*Recorded data*
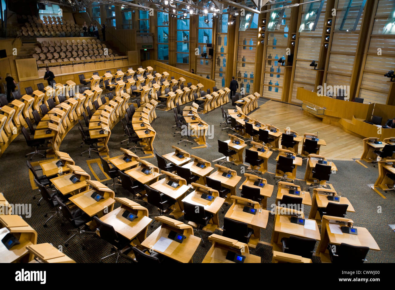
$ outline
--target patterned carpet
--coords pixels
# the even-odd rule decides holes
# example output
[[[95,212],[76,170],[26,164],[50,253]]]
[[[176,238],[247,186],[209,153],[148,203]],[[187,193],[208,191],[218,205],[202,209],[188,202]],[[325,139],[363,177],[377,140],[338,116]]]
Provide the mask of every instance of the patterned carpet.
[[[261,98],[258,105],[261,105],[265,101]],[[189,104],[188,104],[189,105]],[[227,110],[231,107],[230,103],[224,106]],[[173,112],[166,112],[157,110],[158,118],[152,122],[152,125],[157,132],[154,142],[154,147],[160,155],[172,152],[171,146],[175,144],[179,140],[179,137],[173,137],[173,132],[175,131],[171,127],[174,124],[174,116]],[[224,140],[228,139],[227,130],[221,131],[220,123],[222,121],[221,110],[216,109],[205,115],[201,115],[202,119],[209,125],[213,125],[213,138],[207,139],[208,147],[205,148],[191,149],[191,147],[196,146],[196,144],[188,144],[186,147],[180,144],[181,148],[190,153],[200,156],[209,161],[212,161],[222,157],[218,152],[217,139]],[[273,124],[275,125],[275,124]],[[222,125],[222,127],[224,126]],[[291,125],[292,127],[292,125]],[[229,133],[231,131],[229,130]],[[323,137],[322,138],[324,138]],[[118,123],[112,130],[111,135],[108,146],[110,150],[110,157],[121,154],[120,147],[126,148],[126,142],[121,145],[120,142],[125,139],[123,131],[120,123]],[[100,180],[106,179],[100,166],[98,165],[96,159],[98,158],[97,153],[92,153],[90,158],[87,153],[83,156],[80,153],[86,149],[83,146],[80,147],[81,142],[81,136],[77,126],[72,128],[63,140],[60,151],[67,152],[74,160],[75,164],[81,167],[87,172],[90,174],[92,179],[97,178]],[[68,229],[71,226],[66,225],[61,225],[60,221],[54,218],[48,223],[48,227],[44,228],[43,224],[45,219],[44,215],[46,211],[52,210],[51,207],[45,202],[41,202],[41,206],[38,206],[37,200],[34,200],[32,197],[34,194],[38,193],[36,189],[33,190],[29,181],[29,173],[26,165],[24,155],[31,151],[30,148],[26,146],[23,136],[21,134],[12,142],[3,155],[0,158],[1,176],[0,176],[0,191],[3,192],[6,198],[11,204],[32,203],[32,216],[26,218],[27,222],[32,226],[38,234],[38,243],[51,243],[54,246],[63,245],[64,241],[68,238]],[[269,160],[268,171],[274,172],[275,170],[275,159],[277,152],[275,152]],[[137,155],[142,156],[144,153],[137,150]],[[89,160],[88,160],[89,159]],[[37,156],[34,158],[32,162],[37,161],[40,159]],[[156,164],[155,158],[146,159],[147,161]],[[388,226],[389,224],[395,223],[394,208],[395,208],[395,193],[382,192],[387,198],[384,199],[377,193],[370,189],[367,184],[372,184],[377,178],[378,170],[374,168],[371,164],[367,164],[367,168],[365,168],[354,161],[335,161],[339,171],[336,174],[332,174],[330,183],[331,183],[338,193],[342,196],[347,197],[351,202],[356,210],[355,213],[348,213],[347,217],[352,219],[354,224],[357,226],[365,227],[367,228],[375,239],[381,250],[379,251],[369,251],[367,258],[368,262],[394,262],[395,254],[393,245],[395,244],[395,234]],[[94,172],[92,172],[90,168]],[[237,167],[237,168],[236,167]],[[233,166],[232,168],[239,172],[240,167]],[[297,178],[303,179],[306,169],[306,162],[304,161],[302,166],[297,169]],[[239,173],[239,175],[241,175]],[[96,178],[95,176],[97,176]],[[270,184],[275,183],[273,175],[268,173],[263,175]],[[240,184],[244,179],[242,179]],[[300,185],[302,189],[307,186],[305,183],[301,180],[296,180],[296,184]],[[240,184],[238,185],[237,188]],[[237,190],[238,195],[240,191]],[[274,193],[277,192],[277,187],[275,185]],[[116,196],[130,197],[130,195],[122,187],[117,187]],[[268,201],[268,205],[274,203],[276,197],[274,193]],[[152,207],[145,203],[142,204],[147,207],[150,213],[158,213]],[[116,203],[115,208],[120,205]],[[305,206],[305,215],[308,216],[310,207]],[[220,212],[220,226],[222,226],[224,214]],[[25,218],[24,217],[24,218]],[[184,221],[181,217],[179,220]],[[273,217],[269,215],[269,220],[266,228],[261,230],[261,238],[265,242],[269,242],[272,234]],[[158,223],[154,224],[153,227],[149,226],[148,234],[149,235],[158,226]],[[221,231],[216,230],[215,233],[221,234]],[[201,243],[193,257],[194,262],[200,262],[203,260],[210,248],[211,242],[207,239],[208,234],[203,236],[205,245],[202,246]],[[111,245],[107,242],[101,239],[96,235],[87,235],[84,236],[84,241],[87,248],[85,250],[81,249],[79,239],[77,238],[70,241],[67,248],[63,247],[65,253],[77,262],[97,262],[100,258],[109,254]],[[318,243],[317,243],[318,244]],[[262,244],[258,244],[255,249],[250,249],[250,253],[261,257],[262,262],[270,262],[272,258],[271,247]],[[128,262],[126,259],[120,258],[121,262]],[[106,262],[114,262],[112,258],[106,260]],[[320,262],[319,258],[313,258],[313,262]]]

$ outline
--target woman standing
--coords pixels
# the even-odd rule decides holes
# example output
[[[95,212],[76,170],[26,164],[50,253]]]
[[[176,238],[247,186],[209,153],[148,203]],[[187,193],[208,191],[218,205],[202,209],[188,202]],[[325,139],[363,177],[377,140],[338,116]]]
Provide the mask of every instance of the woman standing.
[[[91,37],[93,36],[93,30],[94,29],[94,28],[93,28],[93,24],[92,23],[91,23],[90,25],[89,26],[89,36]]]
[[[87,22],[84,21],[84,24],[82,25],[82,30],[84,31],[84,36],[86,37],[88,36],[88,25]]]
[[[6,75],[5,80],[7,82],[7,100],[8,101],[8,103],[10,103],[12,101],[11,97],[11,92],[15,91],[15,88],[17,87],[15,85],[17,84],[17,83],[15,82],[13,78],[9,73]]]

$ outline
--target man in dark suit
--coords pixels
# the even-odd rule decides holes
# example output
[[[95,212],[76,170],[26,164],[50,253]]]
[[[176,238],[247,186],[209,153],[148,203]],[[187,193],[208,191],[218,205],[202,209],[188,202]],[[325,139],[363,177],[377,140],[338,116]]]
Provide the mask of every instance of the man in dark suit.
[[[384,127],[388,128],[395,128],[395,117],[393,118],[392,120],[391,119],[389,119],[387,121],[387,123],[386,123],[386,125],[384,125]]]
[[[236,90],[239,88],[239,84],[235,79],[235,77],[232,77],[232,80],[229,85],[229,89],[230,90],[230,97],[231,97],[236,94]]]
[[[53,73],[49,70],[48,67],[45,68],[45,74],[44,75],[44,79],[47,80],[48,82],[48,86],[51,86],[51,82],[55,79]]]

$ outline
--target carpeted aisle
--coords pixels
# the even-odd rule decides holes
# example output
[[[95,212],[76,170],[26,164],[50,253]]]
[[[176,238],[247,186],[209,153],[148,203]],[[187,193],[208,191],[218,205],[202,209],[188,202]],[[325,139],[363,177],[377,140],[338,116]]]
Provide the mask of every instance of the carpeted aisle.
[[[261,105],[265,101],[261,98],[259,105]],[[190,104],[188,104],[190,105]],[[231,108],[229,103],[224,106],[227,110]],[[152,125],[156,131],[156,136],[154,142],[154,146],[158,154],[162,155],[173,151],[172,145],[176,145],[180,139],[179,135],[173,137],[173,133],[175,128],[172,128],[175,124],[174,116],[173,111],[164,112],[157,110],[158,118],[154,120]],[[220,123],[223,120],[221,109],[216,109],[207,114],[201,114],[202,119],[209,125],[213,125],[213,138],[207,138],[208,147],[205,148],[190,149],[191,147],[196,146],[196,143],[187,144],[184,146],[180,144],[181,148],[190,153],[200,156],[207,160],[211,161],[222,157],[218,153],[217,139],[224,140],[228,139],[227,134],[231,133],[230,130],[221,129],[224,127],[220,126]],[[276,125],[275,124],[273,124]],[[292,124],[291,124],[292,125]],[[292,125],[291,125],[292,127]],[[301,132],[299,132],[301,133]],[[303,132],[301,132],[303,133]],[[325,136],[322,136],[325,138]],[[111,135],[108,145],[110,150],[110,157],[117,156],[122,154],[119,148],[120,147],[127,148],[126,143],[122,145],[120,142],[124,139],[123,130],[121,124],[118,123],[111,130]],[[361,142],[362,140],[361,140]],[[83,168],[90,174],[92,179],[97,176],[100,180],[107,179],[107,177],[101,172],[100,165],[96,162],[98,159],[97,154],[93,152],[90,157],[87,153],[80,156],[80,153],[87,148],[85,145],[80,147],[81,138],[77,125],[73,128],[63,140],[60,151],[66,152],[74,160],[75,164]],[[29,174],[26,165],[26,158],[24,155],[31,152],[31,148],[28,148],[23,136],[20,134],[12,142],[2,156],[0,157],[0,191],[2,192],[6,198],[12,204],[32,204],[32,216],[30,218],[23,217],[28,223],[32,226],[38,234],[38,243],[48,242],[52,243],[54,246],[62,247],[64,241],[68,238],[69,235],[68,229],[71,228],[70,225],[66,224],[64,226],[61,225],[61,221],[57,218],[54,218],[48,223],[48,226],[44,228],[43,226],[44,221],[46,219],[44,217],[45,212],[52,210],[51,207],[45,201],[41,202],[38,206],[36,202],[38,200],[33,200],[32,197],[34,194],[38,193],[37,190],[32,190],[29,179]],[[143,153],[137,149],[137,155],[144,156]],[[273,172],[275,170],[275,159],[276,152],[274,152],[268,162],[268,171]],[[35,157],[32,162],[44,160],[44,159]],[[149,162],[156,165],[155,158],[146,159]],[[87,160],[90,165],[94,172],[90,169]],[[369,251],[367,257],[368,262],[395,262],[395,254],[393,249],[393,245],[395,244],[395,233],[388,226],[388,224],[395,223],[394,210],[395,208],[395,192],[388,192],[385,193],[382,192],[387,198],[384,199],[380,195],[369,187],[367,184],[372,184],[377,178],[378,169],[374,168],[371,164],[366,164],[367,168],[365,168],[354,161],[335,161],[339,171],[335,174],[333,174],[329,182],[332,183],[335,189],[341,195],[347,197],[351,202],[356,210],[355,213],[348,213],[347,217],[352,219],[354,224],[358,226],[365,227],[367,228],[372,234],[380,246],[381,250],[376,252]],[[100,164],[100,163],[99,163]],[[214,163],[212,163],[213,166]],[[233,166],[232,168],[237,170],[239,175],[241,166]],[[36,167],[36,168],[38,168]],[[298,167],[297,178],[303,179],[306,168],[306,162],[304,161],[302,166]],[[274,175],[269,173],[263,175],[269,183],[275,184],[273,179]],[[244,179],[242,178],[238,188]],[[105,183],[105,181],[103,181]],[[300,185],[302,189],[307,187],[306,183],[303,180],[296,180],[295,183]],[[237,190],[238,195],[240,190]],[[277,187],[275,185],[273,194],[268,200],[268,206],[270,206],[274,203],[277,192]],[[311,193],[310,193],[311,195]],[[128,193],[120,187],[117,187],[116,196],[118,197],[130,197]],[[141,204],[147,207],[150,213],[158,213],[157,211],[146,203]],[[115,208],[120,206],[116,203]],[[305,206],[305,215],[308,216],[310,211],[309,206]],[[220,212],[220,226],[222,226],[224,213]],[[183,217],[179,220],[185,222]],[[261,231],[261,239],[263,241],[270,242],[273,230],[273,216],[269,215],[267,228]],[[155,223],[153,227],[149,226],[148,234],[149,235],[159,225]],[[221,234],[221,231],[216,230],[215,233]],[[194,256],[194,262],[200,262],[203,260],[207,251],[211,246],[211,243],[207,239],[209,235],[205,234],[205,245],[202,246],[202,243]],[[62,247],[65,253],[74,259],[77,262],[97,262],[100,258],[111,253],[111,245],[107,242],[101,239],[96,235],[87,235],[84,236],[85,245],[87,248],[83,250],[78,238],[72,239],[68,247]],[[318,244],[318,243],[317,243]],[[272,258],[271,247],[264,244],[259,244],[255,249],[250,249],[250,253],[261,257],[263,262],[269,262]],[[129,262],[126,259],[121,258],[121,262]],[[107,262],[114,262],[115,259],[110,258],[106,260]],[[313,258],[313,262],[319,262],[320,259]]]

*Goal*
Convert the records, from their start through the line that contains "Provide the mask of every instance of the patterned", into a Markdown table with the columns Index and Text. Each line gets a row number, and blank lines and pictures are left out.

*Written solution*
| Index | Text |
|---|---|
| 1 | $ outline |
| 2 | --target patterned carpet |
| 3 | --coords pixels |
| 4 | # the even-odd rule decides holes |
| 5 | # example output |
| 6 | [[[95,212],[76,170],[26,164],[50,253]]] |
| 7 | [[[176,238],[247,186],[209,153],[148,203]],[[187,193],[208,191],[218,205],[202,209],[188,202]],[[325,139],[363,177],[377,140],[338,116]]] |
| 8 | Provide the mask of every instance of the patterned carpet. |